Alaskan Nets (2022, dir. Jeff Harasimowicz) 117 minutes. Indivisible Productions. DVD. Available from Good Deeds Project. CC. A remote Alaskan town serves as the backdrop for a story about high school boys who live, fish, and play basketball. The community rallies around the team as players and their coach vie for an elusive state championship title. The film touches on both the cultural and commercial way of life for Alaska’s Indigenous Tsimshian people that leads to certain tragedies.
The Automat (2022, dir. Lisa Hurwitz) 79 minutes. Kino Lorber. DVD. Available from Kino Lorber. CC. Though the guest appearance of Mel Brooks is not to be missed, this documentary on The Automat, once the largest restaurant chain in the United States, has far more to recommend it than a simple celebrity appearance. Focused on the story of business partners Joseph Horn and Frank Hardart and their famous Automats, where people from all walks of life gathered to dine and drink coffee until the automated restaurants were no longer profitable.

Collected material:
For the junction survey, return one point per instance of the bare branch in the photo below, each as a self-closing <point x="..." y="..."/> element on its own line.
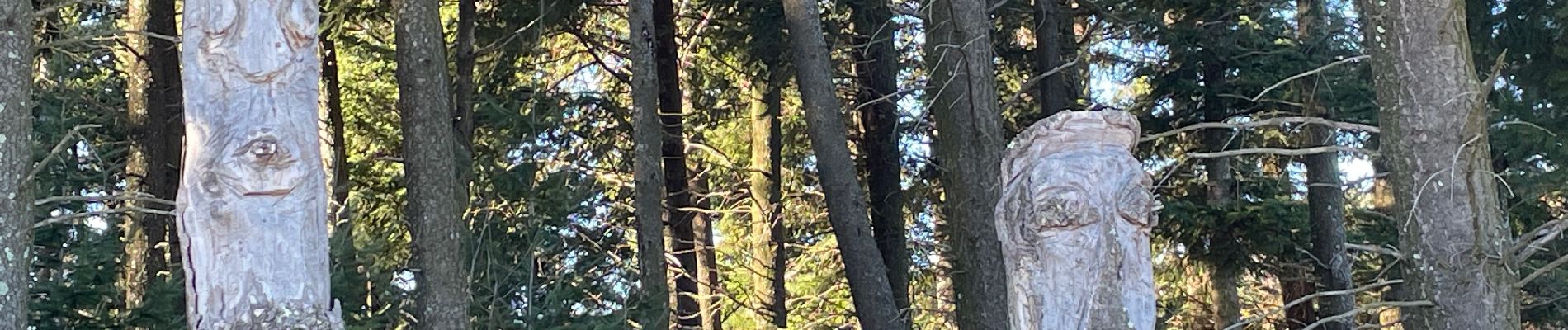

Job 1: According to the film listings, why does the documentary on The Automat offer more than the Mel Brooks appearance?
Job 2: In the film listings, copy everything from "Alaskan Nets (2022, dir." down to "to certain tragedies.", switching "basketball" to "hockey".

Complete output 1: The documentary tells the story of business partners Joseph Horn and Frank Hardart and their famous Automats. The Automat was once the largest restaurant chain in the United States, and people from all walks of life gathered there to dine and drink coffee until the restaurants were no longer profitable.

Complete output 2:
Alaskan Nets (2022, dir. Jeff Harasimowicz) 117 minutes. Indivisible Productions. DVD. Available from Good Deeds Project. CC. A remote Alaskan town serves as the backdrop for a story about high school boys who live, fish, and play hockey. The community rallies around the team as players and their coach vie for an elusive state championship title. The film touches on both the cultural and commercial way of life for Alaska’s Indigenous Tsimshian people that leads to certain tragedies.